WORK INSTRUCTION
Express the entries from the line with "The required output" up to and including the line with "positive clicks: (291, 227) (282, 327)" as a numbered list, leaving out any blank lines.

SUPPLIED MATERIAL
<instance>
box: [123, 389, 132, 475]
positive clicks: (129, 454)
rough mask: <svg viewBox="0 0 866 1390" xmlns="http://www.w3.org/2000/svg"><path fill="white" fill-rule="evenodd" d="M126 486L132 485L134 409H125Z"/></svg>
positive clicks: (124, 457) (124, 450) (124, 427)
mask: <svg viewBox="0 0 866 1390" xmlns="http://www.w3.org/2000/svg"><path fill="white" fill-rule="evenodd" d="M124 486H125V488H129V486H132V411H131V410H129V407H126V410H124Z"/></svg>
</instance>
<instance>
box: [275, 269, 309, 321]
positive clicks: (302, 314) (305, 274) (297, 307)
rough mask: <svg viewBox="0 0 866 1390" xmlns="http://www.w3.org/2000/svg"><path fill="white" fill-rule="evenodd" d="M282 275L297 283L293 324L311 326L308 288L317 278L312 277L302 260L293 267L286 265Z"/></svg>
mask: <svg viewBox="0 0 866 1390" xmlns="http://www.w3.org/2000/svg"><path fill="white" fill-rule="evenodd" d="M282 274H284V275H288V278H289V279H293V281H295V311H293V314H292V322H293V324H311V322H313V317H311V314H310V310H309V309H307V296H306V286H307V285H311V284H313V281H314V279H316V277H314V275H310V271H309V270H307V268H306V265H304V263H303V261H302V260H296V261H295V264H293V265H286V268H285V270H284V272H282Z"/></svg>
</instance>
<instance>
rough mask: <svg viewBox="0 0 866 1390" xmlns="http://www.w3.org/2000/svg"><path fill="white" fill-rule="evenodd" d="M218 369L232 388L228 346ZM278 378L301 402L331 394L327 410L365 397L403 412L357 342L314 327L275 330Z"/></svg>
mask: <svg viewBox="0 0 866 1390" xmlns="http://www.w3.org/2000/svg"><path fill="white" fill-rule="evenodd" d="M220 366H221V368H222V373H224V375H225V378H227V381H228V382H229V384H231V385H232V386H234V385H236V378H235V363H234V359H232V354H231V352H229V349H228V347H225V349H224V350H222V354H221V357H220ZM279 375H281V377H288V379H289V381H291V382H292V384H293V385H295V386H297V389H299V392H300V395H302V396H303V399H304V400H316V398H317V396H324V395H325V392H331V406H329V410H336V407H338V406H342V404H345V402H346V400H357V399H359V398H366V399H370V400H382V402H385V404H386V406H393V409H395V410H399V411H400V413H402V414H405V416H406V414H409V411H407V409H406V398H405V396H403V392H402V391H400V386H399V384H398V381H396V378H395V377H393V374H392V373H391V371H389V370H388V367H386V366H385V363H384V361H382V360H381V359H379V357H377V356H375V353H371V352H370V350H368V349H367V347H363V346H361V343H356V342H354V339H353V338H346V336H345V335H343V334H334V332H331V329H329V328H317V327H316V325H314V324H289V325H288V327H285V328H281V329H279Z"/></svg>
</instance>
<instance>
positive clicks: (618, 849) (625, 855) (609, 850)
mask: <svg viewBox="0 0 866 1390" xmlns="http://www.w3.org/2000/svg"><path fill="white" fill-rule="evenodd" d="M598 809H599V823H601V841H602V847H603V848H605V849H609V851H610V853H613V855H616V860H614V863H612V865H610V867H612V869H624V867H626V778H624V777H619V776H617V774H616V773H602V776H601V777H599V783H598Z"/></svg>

--

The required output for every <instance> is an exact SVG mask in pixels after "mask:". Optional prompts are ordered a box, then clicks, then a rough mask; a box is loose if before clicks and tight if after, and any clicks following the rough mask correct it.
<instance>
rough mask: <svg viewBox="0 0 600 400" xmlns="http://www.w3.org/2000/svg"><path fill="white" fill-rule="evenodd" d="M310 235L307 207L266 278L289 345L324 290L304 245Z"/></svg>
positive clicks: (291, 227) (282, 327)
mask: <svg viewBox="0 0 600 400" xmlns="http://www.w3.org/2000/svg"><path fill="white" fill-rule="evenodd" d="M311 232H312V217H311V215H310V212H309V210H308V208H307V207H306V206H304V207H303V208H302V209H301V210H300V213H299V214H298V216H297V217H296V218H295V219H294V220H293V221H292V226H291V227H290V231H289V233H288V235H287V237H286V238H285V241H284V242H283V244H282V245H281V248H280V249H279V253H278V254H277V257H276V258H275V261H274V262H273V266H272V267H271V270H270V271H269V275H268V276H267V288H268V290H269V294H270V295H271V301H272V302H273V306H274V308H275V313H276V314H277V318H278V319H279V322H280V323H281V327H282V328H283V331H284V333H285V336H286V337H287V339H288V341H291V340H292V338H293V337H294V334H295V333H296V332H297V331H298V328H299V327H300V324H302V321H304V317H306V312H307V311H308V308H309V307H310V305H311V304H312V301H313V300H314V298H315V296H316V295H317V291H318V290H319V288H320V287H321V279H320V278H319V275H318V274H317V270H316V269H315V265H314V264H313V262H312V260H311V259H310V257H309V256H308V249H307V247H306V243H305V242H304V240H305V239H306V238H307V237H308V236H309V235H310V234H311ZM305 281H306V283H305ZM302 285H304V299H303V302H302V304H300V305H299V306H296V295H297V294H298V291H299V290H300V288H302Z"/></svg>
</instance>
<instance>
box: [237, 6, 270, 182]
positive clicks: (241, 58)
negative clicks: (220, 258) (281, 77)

---

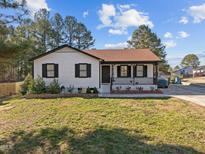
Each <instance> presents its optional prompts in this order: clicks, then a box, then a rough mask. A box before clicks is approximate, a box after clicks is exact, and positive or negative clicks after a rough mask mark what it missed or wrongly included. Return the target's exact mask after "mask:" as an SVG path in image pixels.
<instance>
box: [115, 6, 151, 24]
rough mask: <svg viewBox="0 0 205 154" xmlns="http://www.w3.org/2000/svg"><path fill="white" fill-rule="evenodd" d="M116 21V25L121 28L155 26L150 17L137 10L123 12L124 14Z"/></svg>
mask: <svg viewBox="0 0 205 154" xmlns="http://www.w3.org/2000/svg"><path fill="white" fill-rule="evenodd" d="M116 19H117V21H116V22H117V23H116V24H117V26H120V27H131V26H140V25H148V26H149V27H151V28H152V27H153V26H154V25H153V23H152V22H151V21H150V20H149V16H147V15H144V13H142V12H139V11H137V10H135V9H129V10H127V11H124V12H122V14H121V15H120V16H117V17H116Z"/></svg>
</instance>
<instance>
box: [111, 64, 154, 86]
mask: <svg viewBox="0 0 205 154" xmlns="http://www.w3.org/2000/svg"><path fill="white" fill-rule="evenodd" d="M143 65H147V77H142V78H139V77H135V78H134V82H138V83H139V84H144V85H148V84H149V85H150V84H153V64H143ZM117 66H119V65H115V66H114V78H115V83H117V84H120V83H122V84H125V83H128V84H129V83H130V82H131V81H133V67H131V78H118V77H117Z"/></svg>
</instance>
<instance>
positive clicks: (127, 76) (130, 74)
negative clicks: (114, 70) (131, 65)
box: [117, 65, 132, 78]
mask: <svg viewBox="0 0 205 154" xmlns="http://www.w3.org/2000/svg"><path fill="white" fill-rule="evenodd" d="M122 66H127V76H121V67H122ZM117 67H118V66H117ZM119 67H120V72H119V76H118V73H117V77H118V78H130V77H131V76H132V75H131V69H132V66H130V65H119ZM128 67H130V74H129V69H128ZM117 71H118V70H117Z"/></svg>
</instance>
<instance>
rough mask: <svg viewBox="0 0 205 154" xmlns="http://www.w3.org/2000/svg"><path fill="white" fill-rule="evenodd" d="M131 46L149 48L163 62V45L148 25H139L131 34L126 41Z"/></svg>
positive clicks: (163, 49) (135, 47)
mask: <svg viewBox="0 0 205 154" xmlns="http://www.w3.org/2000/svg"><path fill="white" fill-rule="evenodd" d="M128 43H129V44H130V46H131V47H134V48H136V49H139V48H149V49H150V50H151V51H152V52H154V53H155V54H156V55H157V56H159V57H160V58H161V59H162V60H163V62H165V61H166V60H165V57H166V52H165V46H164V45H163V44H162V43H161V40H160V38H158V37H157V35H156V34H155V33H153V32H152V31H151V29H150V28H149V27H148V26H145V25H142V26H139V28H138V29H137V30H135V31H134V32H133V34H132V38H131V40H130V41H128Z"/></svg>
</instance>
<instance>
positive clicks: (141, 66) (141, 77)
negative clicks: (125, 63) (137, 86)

TASK RESPONSE
1. The required output for every <instance> is an exact SVG mask in pixels after "mask:". Optional prompts are ordered a box, then clicks, then a rough mask; a box is loose if before clicks and tight if after, and any clicks following the rough mask correct it.
2. <instance>
3. rough mask: <svg viewBox="0 0 600 400" xmlns="http://www.w3.org/2000/svg"><path fill="white" fill-rule="evenodd" d="M310 235L307 207L266 278L289 345L324 290L304 245Z"/></svg>
4. positive clicks: (291, 227) (282, 327)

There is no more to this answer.